FRAGMENT STRONY:
_____

# 
Poszukuje namiaru na sprzedawcow czeskiej dachowki TONDACH.
Moze ktos takowa posiada lub wie gdzie mozna kupic.
woj. mazowieckie
Do posiadaczy prosba o ewentualne uwagi, spostrzezenie, zalety,wady itp.

----------

Zastosowałem Tondach (marsylkę 12). Nie wiem gdzie mieszkasz, więc trudno Ci podać sprzedawców - są głównie na południu kraju. Wejdź na stronę http://www.tondach.cz, znajdź telefon do pana Fuehrera (nie zartuję, tak się nazywa) z zakładu w Hranicach. On Ci poda namiary, mówi po polsku, odpowiada za sprzedaż za granicę.
Jestem bardzo zadowolony z tej dachówki

Pozdrawiam
Lech

----------

Jak wyglada cenowa tego typu dachowka ?

----------


## pitbull

Cenowo jest najtansza z wszystkich dachowek ceramicznych ale slyszalem nie najlepsze opinie na temat jakosci (moze to byly jakies wadliwe partie) ale na spodniej stronie dachowki wykraplala sie woda.

----------


## JerryCool

Najtańsza cenowo, to fakt. Byłem zdecydowany (ze względu na cenę) na dchówke cementową, ale gdy przypadkiem dostałem ofertę na dchówkę Tondacha to kupiłem ją od razu, myśląc że zwsze ceramika będzie lepsza od cementu. Dachówke kupiłem w grudniu Romańska w angobie(bo mieli podnieść VAT), a dopiero teraz zamierzam ją położyć, i już mam pewne zastrzeżenia do tej dachówki z których najgroźniej wygląda to, że na przekroju każdej dachówki widać szary pas jakby niedopalonej gliny. Jedna z 5 dachówek po wrzuceniu do wody zaczęła pękać. Co robić kłaść ją czy nie?

_____

WIERSZE DANYCH:

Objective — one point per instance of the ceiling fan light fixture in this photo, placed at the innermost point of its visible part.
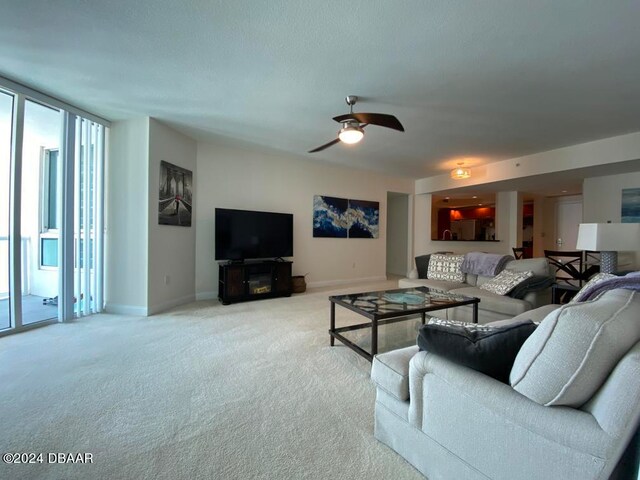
(460, 173)
(351, 134)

_____

POLECENIA DO WYKONANIA:
1 > Na podstawie wątku o dachówce Tondach wyjaśnij, dlaczego autor wpisu podpisanego JerryCool kupił dachówkę już w grudniu.
2 > Zacytuj z wątku o dachówce Tondach fragment zaczynający się od słów „woj. mazowieckie” i kończący na słowach „sprzedaż za granicę.”.

ROZWIĄZANIA ZADAŃ:
1 > Kupił ją w grudniu, ponieważ miał wzrosnąć VAT.

2 >
woj. mazowieckie
Do posiadaczy prosba o ewentualne uwagi, spostrzezenie, zalety,wady itp.

----------

Zastosowałem Tondach (marsylkę 12). Nie wiem gdzie mieszkasz, więc trudno Ci podać sprzedawców - są głównie na południu kraju. Wejdź na stronę http://www.tondach.cz, znajdź telefon do pana Fuehrera (nie zartuję, tak się nazywa) z zakładu w Hranicach. On Ci poda namiary, mówi po polsku, odpowiada za sprzedaż za granicę.